By Dhirendra Tripathi
Investing.com – Facebook stock (NASDAQ:FB) traded 1.6% higher in premarket a day after a six-hour global outage shuttered all the apps under its umbrella and took the share nearly 5% lower at close.
The disruption, the worst in the company’s history, kept billions of users out of the parent app, Whatsapp, Instagram and Facebook messenger. Zuckerberg later apologized for the outage.
While Facebook has gone from strength to strength in operational terms since the pandemic started, the company has faced an increasing number of headwinds in recent weeks. The stock had already fallen 3% on Monday before the outage, due to the publicity given to a whistleblower's allegations against it that provided the basis for a series of Wall Street Journal articles and CBS's 60 Minutes at the weekend. The whistleblower, Frances Haugen, will repeat the allegations in Congress later Tuesday.
In addition, Politico reported late in September that shareholders have filed suit against the company, claiming that it overpaid a fine from the Federal Trade Commission to ensure that CEO and founder Mark Zuckerberg avoided personal liability for allowing earlier violations of customers' data privacy by the firm Cambridge Analytica.
The social media giant said the outage was due to a faulty configuration change on the backbone routers that coordinate network traffic between its data centers. The disruption to network traffic had a cascading effect on the way its data centers communicate, bringing the services to a halt, Santosh Janardhan, Facebook’s vice-president, infrastructure, said in a blog post.
The breakdown wasn’t limited to the world outside. Many of the internal tools and systems the company uses in its day-to-day operations were impacted too. This made it tough for its engineers to diagnose and fix the problem, Janardhan said.
Reports of a malicious hack that circulated on Monday have not been confirmed by the company.

• _Task item 1_
In the Facebook outage text, substitute "technicians" for "engineers" throughout everything from "The breakdown wasn’t" down to "problem, Janardhan said.".
• _Task item 2_
According to the Facebook outage text, what did the company say caused the outage?

[Dataset entries]

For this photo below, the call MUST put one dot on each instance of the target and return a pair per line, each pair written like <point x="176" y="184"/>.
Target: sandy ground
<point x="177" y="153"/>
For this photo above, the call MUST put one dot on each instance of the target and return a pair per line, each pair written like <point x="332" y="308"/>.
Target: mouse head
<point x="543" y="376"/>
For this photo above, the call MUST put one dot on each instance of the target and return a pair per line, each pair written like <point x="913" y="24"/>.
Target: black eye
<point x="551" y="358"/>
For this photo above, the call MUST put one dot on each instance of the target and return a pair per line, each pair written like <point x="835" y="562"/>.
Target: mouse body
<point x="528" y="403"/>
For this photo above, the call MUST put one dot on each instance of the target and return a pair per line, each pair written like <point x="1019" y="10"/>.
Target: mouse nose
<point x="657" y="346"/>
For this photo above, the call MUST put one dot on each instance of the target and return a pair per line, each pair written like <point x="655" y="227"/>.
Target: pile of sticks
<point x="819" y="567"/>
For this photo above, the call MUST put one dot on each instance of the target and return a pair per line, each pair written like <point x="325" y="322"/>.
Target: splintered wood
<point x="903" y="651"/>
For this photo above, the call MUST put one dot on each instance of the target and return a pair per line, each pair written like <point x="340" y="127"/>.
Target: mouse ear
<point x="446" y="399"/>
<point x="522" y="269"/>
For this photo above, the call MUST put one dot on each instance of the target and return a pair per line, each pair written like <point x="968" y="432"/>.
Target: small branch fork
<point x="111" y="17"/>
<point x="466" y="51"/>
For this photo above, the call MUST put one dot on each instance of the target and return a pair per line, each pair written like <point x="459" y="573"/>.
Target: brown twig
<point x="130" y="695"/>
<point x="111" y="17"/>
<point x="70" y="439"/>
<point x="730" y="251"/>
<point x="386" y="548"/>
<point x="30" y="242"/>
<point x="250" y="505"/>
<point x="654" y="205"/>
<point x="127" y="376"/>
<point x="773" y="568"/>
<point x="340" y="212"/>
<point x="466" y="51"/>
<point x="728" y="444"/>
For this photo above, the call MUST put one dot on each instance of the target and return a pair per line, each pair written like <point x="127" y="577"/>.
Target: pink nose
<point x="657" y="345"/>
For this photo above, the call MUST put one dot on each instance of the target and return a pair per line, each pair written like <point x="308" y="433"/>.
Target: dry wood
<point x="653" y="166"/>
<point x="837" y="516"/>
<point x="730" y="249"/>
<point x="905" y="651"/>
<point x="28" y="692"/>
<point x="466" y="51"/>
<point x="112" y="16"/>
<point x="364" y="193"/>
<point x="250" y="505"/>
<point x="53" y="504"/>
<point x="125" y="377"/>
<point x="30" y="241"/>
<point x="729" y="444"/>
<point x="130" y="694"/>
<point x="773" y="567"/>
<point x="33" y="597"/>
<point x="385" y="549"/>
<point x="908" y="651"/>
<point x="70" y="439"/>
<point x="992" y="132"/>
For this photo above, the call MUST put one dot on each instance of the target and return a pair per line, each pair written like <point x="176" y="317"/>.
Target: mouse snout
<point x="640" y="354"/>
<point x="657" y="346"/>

• _Exercise result 1_
The breakdown wasn’t limited to the world outside. Many of the internal tools and systems the company uses in its day-to-day operations were impacted too. This made it tough for its technicians to diagnose and fix the problem, Janardhan said.

• _Exercise result 2_
A faulty configuration change on the backbone routers that coordinate network traffic between its data centers.